Énoncé de l'exercice: Dans la critique du film Douche froides, entre quels deux cinéastes le film est-il situé ?

Province ensoleillée, peuplade traditionnelles de quartier et adolescence en locomotive fictionnelle, Douche froides suit un sillon très français, entre un Claude Miller rajeuni et un Doillon terre-à-terre. C’en est presque glaçant au départ, comme si le film fonçait franco dans les clichés, prêt à se désincarner par paresse ou par peur. Mais Antony Cordier a suffisamment de doigté pour innerver son cahier des charges et dévie sa trajectoire en douceur. L’évolution du genre vers un terrain plus perso s’opère par touches imperceptibles, par micro-ruptures qui temporisent et guident chaque image ou situation. Du réalisme champêtre, le film glisse donc vers une poésie douce, trottine sur plusieurs récits, ici un parcours initiatique, là un petit théâtre burlesque. Beaucoup de trajectoires mêlées, mais au final, une cohérence, une maîtrise qui par delà sa discrétion, témoigne d’un hédonisme assez rare dans le cinéma français en général et dans la chronique adolescente en particulier.

Matériel présenté:
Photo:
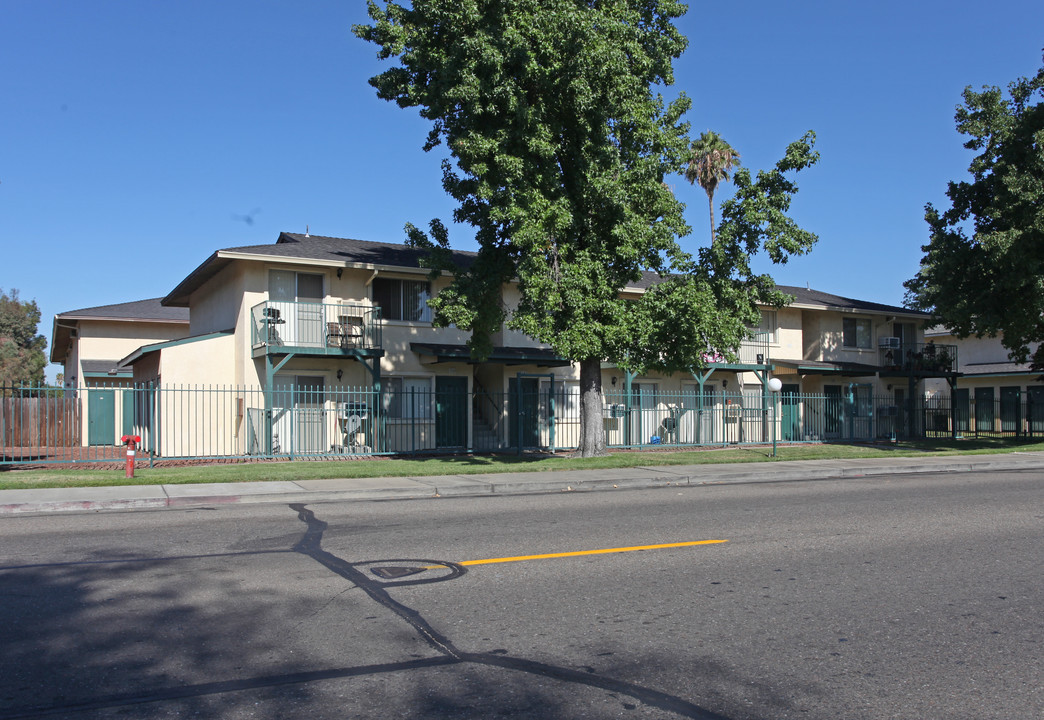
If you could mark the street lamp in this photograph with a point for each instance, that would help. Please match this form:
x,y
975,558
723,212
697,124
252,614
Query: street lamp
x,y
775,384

Solution du problème: Entre un Claude Miller rajeuni et un Doillon terre-à-terre.